Work required :: Pick out every line of the data below that contains the string "query".

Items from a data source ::
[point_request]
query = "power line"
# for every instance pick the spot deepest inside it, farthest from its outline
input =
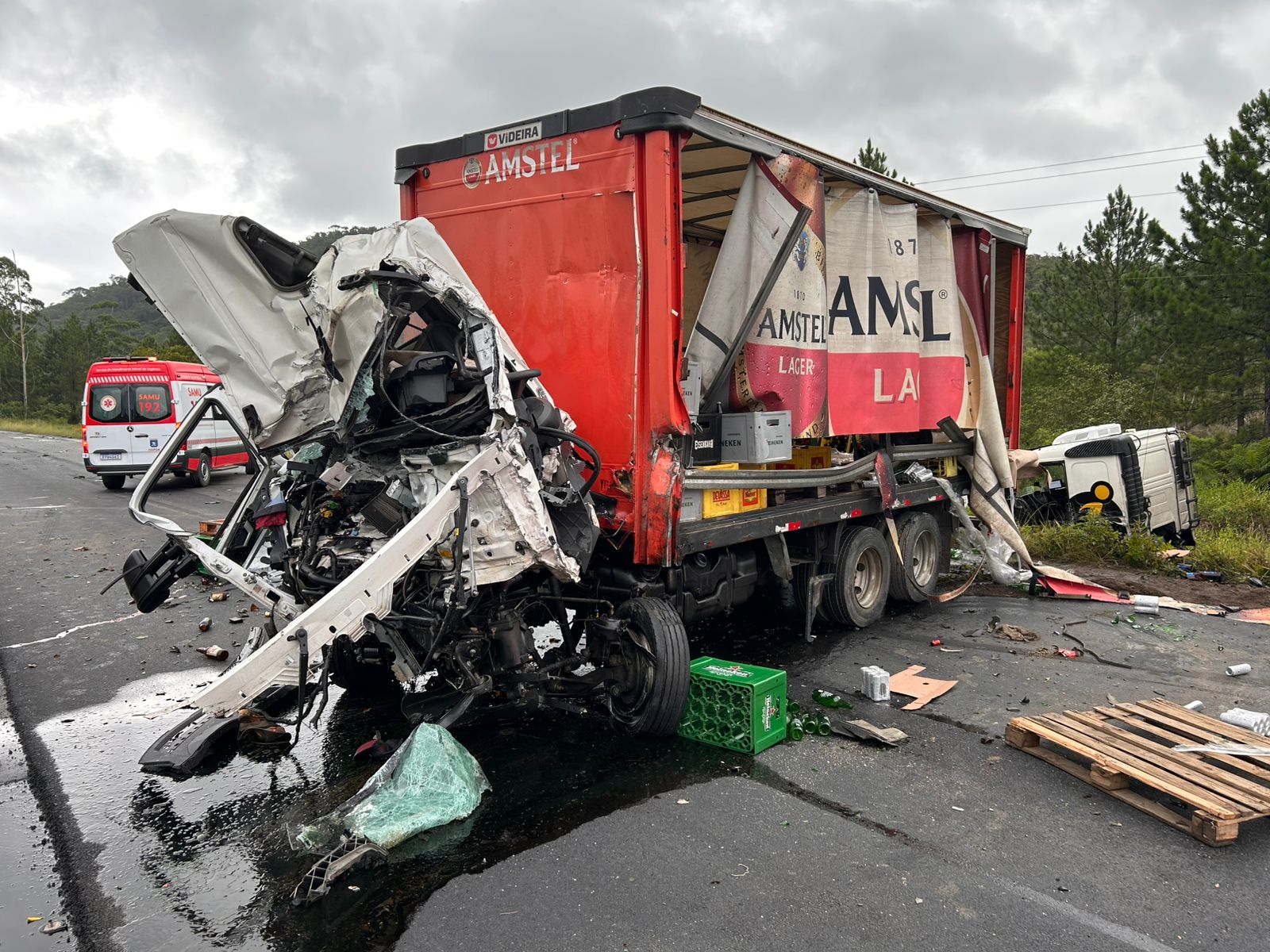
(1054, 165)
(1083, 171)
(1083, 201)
* * *
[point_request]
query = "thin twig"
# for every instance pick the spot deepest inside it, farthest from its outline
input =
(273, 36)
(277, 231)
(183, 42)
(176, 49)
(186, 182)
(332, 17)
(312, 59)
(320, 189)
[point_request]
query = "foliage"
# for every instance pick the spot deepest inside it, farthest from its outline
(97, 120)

Task solution ::
query = "power line"
query = "thin twig"
query = "foliage"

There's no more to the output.